* START *
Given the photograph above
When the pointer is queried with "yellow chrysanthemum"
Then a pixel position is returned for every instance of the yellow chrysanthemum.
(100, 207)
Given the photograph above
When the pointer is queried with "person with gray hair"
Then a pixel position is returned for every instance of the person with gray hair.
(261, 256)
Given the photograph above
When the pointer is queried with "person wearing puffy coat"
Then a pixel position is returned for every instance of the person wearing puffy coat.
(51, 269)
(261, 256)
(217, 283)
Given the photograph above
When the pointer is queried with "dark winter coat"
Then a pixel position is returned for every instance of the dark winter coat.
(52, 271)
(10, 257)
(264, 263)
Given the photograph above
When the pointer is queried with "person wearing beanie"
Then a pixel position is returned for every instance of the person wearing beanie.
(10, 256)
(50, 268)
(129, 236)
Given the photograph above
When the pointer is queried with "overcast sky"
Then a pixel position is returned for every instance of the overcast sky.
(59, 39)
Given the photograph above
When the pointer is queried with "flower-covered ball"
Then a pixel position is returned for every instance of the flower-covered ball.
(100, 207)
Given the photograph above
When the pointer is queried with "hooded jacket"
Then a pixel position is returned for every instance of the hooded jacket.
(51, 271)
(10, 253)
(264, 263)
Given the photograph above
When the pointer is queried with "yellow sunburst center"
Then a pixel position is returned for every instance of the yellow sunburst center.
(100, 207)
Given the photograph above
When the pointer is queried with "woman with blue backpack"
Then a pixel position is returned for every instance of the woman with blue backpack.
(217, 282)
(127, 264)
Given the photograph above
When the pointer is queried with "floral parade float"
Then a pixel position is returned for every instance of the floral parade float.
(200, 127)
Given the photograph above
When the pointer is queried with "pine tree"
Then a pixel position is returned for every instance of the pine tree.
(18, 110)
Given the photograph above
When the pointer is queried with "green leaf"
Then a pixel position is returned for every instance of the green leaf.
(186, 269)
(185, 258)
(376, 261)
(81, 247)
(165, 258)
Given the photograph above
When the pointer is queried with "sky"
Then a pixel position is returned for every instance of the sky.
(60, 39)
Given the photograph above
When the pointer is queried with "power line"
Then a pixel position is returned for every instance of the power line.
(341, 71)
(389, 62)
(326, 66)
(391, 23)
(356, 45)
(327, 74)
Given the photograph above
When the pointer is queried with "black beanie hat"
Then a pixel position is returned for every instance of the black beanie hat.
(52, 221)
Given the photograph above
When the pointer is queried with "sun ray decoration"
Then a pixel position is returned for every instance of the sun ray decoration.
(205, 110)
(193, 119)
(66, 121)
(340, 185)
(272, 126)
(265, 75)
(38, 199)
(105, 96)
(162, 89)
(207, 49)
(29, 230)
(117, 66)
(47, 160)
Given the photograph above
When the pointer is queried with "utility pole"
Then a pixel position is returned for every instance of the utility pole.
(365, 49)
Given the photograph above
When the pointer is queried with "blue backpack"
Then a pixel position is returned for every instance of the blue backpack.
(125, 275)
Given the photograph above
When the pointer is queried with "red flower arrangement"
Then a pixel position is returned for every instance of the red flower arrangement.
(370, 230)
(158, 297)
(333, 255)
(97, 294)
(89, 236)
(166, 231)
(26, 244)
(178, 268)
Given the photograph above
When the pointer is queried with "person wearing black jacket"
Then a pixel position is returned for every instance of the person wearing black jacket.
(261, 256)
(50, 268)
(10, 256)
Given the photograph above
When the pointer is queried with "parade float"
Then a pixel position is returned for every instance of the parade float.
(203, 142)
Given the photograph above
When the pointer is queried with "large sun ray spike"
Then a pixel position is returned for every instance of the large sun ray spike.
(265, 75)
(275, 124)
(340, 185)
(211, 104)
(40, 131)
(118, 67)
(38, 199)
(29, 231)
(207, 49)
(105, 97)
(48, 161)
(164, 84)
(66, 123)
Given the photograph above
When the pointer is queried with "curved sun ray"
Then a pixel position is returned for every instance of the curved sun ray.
* END *
DIRECTIONS: Repeat all the entries exactly as given.

RESULT:
Given the photograph above
When the pointer is queried with "yellow chrysanthemum"
Then a pixel position is returned for every instance of the yellow chrysanthemum.
(100, 207)
Given the photograph above
When the pointer is queried with "person with gray hair"
Then a pixel position is returned for every instance of the person with gray hair.
(261, 256)
Given the photograph above
When the pointer is queried with "person wearing puffy coat"
Then a pixel position is returned for every instance of the person wearing puffy coat.
(51, 269)
(261, 256)
(217, 283)
Given the photograph above
When the pointer is queried with "dark winter coat"
Then a pixel position is returned for every instance of the dark winter coat.
(52, 271)
(10, 257)
(264, 263)
Given the photograph above
When the pointer is queried with "person wearing beanie"
Then a pixel position is returned for every instance of the person wearing beanie.
(10, 256)
(50, 268)
(129, 236)
Given the photograph above
When the pointer is queried with "overcast sky"
Then a pixel position is returned for every instance of the overcast sky.
(59, 39)
Given the photograph above
When the pointer is queried with "flower-covered ball"
Then a pixel position is returned for every instance of the flower-covered ball.
(100, 207)
Given the photograph above
When the pointer is queried with "hooded jacket"
Then a pixel position is returned for every instance of the hooded jacket.
(51, 271)
(10, 253)
(264, 263)
Given the photograph above
When the pointer is queried with "yellow sunburst center"
Then a pixel position is returned for every instance of the yellow sunburst center.
(100, 207)
Given the photograph above
When the pointer is queried with "woman with blue backpack"
Then a pixel position is returned for every instance of the woman with blue backpack.
(217, 282)
(127, 264)
Given the photograph above
When the pointer is queried with "floral parade float"
Then a pixel position is returned for every instance of the floral parade float.
(200, 127)
Given the photograph above
When the pointer is queried with "pine tree"
Then a pixel position is returned for every instance of the pine tree.
(18, 110)
Given the photograph above
When the pointer is queried with "green leaf"
Then a pixel position is returned for every instance of the green leaf.
(186, 269)
(185, 258)
(376, 261)
(81, 247)
(165, 258)
Given the photograph above
When the pointer is queried with "sky"
Then a pixel position is returned for every instance of the sky.
(60, 39)
Given the photograph above
When the pointer is queried with "power line"
Then a pixel position is returned for every instance of the power line.
(341, 71)
(389, 62)
(326, 66)
(391, 23)
(356, 45)
(327, 74)
Given the photograph above
When the pointer is queried with "black beanie hat"
Then a pixel position is returned for every instance of the black beanie hat.
(52, 221)
Given the photograph above
When the pointer is queried with "sun ray decoration"
Then a pixel position is returned for every instance of the sun ray decoration.
(205, 110)
(193, 119)
(66, 121)
(340, 185)
(272, 126)
(265, 75)
(38, 199)
(105, 96)
(162, 89)
(207, 49)
(29, 230)
(117, 66)
(47, 160)
Given the photograph above
When the pointer is queried with "utility pole"
Then a pixel position is returned for every instance of the utility pole.
(365, 49)
Given the photograph above
When the pointer is queried with "blue backpack"
Then a pixel position is returned for every instance of the blue backpack.
(125, 275)
Given the photograph above
When the pointer is queried with "red flower arrangement"
Then a pixel position is returned for every instance of the red flower arrangement.
(370, 230)
(158, 297)
(333, 255)
(97, 294)
(89, 236)
(166, 231)
(26, 244)
(178, 268)
Given the photograph above
When the pointer is queried with "person wearing black jacket"
Then a pixel position is returned for every instance of the person wearing black jacket.
(261, 256)
(50, 268)
(10, 256)
Given the photograph above
When the pointer is queried with "parade float"
Then a pixel position is returned for every instance of the parade float.
(203, 142)
Given the photograph above
When the pointer is queried with "large sun ray spike"
Then a pixel position is returned for every instance of the large sun ray spike.
(265, 75)
(275, 124)
(340, 185)
(211, 104)
(40, 131)
(118, 67)
(38, 199)
(29, 231)
(207, 49)
(105, 97)
(48, 161)
(164, 84)
(66, 123)
Given the photograph above
When the pointer is queried with "curved sun ray"
Then a pixel position is returned for every instance of the curved sun ray.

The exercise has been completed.